▸ TEXT TO READ
Lexical Structure

This document defines the lexical structure of the TON file format, including character sets, whitespace handling, comments, identifiers, and all supported literal types.

Character Set

TON files are encoded in UTF-8. All Unicode characters are allowed within string literals. Outside of strings, only ASCII characters have syntactic meaning.

Whitespace

Whitespace characters (spaces, tabs, newlines) are generally ignored except:

Inside string literals where they are preserved
As separators between tokens
In multi-line strings where intelligent indentation processing applies

Comments

// Single-line comment
# Alternative single-line comment
/* Multi-line comment
   can span multiple lines */

Identifiers

Identifiers (property names) can be:

Unquoted if they match: [a-zA-Z_][a-zA-Z0-9_]*
Numeric (unquoted): 123, 456property
Quoted for any character sequence: "complex.name"
Prefixed with @: @propertyName

Keywords

Reserved keywords in TON:

true, false - Boolean literals
null - Null value
undefined - Undefined value

String Literals

// Single-quoted
'Simple string'

// Double-quoted
"String with \n escapes"

// Triple-quoted multi-line
"""
Multi-line string
with intelligent indentation
"""

Number Literals

// Decimal
123
-456
3.14159

// Hexadecimal
0xFF
0x1A2B

// Binary
0b1010
0B11110000

// Scientific notation
1.23e-4
6.02e23

Special Tokens

Token	Symbol	Usage
LeftBrace	{	Start of object
RightBrace	}	End of object
LeftParen	(	Class type start
RightParen	)	Class type end
LeftBracket	[	Array start
RightBracket	]	Array end
Equals	=	Assignment
Comma	,	Separator
Pipe	\|	Enum delimiter
ForwardSlash	/	Path separator in schemas

▸ EXTRACTED ENTRIES

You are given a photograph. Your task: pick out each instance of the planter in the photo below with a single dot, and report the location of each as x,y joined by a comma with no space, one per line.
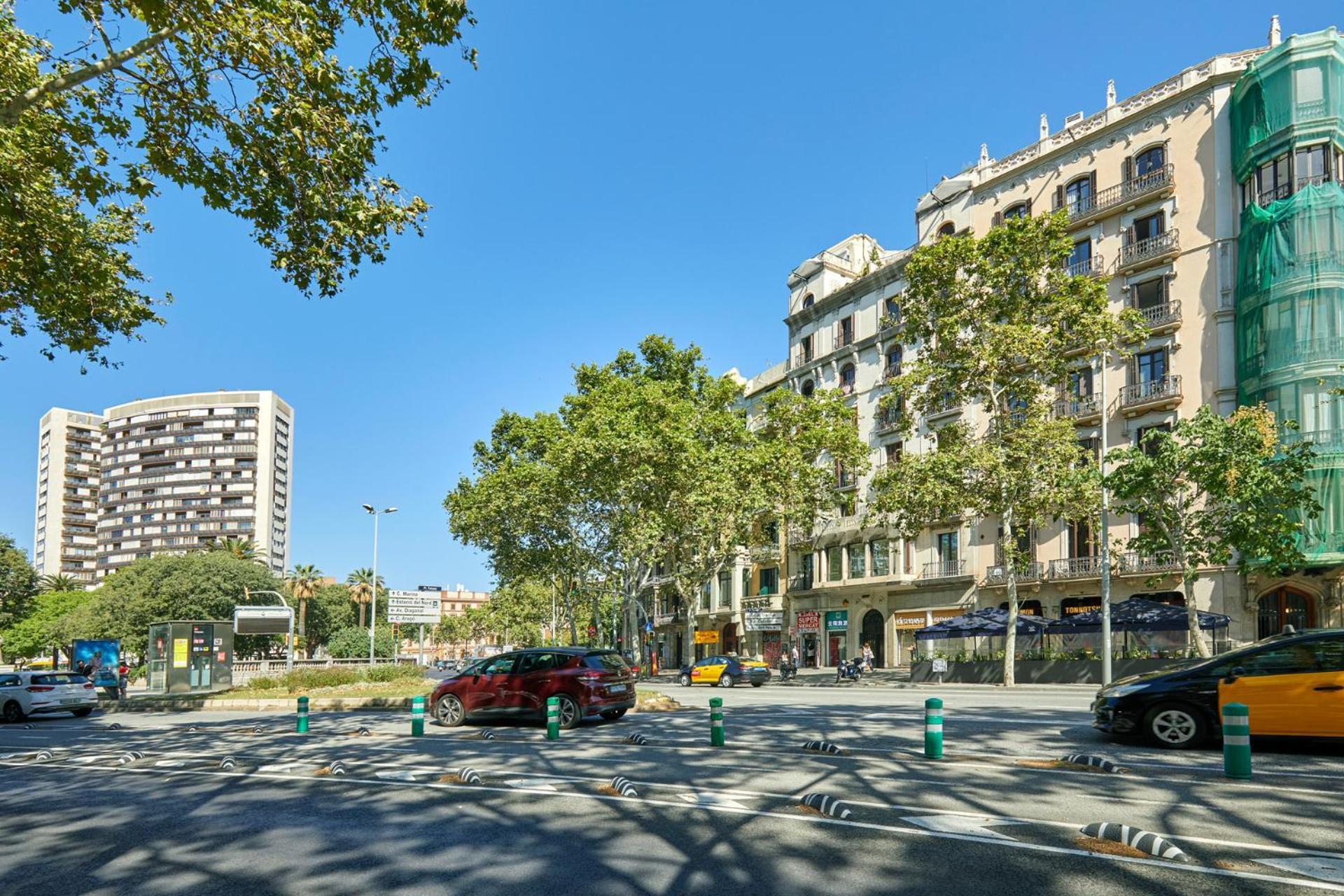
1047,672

---

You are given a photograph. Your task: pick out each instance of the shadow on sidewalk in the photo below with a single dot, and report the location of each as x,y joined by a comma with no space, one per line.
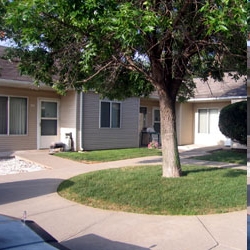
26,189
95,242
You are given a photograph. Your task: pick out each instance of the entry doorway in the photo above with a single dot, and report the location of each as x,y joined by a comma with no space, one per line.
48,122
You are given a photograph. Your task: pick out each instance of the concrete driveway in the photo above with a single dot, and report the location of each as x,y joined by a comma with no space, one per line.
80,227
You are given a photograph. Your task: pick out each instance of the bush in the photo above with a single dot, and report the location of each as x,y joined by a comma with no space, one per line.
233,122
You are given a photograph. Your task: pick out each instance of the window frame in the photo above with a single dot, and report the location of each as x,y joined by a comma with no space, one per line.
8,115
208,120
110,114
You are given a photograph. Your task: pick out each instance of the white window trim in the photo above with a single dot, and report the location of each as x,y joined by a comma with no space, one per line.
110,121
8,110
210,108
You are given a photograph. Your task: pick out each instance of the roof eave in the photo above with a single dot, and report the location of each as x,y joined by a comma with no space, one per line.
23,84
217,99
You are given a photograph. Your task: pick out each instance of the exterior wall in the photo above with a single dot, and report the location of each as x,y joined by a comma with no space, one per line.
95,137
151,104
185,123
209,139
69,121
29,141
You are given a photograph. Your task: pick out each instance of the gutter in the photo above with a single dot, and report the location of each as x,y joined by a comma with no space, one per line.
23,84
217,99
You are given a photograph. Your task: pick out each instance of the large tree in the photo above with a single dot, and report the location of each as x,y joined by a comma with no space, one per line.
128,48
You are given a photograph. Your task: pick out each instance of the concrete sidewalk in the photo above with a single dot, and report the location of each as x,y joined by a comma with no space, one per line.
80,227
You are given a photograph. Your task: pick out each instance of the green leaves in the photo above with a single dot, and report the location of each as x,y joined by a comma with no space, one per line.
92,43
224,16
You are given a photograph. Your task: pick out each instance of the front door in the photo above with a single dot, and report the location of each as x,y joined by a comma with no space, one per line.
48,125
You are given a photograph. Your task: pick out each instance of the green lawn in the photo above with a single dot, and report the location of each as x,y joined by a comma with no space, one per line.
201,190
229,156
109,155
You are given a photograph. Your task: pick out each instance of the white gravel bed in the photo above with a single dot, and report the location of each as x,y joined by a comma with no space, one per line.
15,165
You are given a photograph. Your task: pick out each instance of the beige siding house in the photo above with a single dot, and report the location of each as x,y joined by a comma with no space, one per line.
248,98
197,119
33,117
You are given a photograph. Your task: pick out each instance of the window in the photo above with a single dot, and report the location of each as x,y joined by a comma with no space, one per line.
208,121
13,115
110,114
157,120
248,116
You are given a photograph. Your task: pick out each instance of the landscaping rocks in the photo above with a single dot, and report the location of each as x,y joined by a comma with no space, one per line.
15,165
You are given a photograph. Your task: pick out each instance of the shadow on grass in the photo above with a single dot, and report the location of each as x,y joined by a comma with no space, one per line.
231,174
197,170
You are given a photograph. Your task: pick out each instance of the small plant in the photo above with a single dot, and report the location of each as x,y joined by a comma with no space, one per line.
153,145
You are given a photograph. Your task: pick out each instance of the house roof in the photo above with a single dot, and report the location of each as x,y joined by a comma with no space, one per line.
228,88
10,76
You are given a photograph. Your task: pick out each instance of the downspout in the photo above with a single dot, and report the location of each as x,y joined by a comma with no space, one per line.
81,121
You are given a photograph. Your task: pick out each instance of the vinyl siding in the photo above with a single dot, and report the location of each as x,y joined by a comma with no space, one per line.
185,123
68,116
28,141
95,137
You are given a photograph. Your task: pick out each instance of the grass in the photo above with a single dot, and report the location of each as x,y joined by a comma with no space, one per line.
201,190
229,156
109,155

▸ WORK REQUIRED
Using the TON lexical structure text, say whether each statement agrees with it. Answer yes or no for each and quote the words from the text that decide it.
(a) Outside of strings, non-ASCII characters have syntactic meaning in TON files.
(b) A line beginning with # can be a single-line comment.
(c) A property name may be prefixed with @.

▸ THE ANSWER
(a) No: "Outside of strings, only ASCII characters have syntactic meaning."
(b) Yes: "# Alternative single-line comment"
(c) Yes: "Prefixed with @: @propertyName"